Entries provided:
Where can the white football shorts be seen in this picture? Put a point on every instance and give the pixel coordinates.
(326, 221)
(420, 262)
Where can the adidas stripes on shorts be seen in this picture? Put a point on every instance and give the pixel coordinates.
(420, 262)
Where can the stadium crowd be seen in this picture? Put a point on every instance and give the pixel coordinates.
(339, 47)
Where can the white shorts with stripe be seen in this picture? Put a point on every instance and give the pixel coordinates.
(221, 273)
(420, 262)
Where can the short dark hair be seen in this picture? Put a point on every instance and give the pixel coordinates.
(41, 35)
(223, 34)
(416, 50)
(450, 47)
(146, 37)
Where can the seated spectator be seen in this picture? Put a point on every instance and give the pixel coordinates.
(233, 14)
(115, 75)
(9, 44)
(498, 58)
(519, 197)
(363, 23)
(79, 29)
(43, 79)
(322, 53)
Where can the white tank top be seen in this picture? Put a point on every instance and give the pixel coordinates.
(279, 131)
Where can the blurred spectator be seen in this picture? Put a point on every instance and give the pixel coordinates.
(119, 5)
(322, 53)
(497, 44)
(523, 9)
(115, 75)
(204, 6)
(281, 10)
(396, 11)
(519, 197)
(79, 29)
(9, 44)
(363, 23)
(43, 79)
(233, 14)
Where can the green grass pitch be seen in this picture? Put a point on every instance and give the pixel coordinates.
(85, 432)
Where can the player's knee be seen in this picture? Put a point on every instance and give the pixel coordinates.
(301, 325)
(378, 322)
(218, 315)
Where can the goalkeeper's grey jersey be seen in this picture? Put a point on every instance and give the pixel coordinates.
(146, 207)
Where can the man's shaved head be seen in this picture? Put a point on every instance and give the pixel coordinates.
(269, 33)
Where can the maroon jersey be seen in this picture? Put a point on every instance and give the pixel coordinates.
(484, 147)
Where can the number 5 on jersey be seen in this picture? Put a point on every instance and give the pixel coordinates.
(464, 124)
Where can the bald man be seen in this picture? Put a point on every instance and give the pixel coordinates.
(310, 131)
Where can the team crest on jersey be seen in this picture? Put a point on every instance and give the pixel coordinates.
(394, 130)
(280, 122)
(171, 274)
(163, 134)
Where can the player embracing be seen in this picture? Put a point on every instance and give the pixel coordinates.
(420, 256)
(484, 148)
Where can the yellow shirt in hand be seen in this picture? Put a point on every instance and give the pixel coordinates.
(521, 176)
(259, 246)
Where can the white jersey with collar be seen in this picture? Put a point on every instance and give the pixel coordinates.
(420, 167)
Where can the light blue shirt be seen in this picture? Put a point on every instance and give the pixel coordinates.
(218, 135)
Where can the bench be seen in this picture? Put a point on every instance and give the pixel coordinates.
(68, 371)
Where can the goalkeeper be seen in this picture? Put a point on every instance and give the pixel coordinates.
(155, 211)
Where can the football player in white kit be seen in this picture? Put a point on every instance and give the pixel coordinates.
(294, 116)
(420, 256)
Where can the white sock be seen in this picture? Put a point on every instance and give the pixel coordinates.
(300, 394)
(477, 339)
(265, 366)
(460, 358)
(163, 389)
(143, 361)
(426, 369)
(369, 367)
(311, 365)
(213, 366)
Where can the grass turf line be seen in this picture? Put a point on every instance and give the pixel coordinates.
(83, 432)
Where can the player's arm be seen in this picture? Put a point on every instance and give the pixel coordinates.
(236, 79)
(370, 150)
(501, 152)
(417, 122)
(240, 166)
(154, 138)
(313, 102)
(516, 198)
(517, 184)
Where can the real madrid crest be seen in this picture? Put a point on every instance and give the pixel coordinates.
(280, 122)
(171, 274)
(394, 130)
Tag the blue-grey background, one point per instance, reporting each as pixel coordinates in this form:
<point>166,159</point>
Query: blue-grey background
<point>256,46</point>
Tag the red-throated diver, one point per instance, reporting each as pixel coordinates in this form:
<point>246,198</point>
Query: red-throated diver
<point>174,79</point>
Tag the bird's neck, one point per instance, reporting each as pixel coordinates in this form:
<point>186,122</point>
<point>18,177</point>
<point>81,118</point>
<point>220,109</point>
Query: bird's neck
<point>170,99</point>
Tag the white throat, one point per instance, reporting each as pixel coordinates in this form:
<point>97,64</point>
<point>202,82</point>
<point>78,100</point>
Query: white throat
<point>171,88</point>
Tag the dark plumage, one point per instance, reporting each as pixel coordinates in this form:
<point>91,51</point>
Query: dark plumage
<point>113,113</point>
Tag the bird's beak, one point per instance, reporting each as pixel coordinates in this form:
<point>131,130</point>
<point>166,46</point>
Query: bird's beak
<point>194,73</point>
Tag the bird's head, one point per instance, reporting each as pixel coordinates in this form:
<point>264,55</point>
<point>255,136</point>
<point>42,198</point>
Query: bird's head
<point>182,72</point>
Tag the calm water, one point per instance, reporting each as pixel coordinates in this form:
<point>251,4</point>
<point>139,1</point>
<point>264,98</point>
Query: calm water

Task goal: Copy out every line of the listing that includes the string "water".

Reply to the exercise:
Tag the calm water, one point per instance, reporting each as pixel coordinates in this form:
Query: calm water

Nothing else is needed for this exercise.